Given problem A: Copy everything from the start of the records down to the line that contains "x=247, y=132", changing "yellow shirt" to "blue shirt" and leaving all else the same.
— Start of Quoted text —
# Got myself a smoker on a trailer, never smoked before.



## Kaug23 (Aug 10, 2021)

Hi to everyone out there on SMF, I'm Kurt from Orlando. 

I was given a large smoker on a trailer, but my total experience smoking is a slab of ribs on a Weber grill. I have been working on the smoker for a while now, just cleaning, painting, and replacing the cutting boards. I know that I will have to do some modifying to it because the first chamber shows 60-70 degrees hotter than the second one. 

Over the next few months I will need lots of advice, and I'm sure that I will make mistakes, but I'm already having fun trying.  I made a 16 pound brisket on it and it came out amazing, but the time was really odd. It only took 8.5 hours at 230 degrees (door temp, I didn't check it at the grates). When I pulled it at 205 it wiggled like Jello.

I'm planning on trying again this week and again in two weeks, that will give me lots of practice.


----------



## Chasdev (Aug 10, 2021)

Man, that is fantastic!
I would give my wife's left arm for one like that.
As to the cook chamber temp and the time to finish the brisket, your readings were probably not correct, BUT it does not matter if you know the exact temp the gauge read and the internal temp of the meat.
I cook brisket hot and fast with a cook chamber temp of 325 to 375 and I love the results.
Brisket cooked at 225 for 18 to 24 hours is super tender but I prefer the bark and short cook time of hot and fast.
You might consider buying a digital remote temp gauge system just to find out how hot it really cooks but as long as you can repeat what you just did the exact chamber temps don't matter one bit.


----------



## TNJAKE (Aug 10, 2021)

Heck of a nice smoker. Offsets are easier to manage than most think. Plenty of great help around the forum. Welcome from Tennessee. Wheres the brisket pic? Lol


----------



## normanaj (Aug 10, 2021)

Looking forward to the next few months. 

And welcome from RI.


----------



## uncle eddie (Aug 10, 2021)

Welcome to SMF from central Missouri

Looking forward to seeing more posts from you.


----------



## sawhorseray (Aug 10, 2021)

Wow, what a great gift! Looking forward to your smokes and pics, welcome from Gilbert, AZ! RAY


----------



## SmokinEdge (Aug 10, 2021)

That’s a nice pit there buddy. Best bone up and treat her right, or you could gift it to me, I’ll keep her well greased.


----------



## kruizer (Aug 10, 2021)

Welcome to SMF from Minnesota. Good looking pit. You are a lucky guy.


----------



## Colin1230 (Aug 10, 2021)

That would look even better if it were behind my pickup.   
Anyway, welcome to SMF from KC.


----------



## bigfurmn (Aug 10, 2021)

Damn very nice. How did you come across that? Also, welcome from Minnesota. Looks like a beautiful rig. Oh and you came to the right spot for questions!
— End of Quoted text —
— Start of Input material —
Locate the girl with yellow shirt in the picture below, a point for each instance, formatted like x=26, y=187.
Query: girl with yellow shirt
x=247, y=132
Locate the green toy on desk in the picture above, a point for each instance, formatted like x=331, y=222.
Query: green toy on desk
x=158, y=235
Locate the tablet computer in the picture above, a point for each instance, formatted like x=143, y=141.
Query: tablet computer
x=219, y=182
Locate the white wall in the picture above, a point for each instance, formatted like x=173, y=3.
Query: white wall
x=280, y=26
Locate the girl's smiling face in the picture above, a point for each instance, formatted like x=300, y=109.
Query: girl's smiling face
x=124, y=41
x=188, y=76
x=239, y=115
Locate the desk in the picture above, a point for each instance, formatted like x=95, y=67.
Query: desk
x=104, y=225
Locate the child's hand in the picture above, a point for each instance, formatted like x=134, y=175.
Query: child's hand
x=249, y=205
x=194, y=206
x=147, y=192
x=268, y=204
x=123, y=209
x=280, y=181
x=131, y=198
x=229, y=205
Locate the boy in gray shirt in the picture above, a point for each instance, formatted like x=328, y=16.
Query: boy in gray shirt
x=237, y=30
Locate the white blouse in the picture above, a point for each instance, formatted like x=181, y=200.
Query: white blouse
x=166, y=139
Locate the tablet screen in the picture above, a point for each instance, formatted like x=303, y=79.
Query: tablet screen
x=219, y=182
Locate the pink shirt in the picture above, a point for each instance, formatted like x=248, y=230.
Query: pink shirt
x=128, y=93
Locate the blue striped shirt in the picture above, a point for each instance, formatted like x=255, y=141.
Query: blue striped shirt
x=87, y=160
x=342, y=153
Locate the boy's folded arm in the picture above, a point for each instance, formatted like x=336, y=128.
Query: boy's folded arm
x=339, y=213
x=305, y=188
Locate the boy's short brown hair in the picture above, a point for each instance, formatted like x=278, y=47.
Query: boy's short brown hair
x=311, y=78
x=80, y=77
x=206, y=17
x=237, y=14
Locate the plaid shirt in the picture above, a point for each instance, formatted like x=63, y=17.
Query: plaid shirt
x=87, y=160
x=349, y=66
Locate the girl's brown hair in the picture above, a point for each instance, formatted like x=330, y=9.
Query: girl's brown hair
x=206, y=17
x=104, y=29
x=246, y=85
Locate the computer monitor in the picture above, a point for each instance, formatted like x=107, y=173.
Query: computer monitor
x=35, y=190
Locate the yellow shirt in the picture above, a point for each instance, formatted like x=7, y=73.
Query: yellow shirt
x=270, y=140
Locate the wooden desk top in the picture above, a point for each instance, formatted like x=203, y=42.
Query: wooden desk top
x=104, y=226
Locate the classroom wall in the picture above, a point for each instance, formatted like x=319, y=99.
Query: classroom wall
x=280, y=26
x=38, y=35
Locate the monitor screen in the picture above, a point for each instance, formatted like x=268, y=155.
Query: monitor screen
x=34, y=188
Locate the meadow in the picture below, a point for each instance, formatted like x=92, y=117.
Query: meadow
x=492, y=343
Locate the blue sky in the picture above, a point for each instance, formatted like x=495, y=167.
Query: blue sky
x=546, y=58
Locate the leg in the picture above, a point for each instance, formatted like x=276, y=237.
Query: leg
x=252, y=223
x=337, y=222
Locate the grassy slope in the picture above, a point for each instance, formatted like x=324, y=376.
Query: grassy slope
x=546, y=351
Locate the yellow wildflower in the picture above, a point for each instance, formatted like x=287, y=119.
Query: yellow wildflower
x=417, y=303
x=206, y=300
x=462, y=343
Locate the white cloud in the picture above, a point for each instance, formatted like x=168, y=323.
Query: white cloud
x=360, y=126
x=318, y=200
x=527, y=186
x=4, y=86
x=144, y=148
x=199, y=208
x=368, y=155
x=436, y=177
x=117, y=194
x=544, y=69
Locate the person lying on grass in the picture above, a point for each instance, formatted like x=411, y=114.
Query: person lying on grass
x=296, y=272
— End of Input material —
Given problem B: In the smoker thread, how long did Kurt's 16 pound brisket take to cook?

Written answer A:
Locate the girl with blue shirt in the picture below, a point for each instance, formatted like x=26, y=187.
Query: girl with blue shirt
x=247, y=132

Written answer B: It took 8.5 hours at 230 degrees.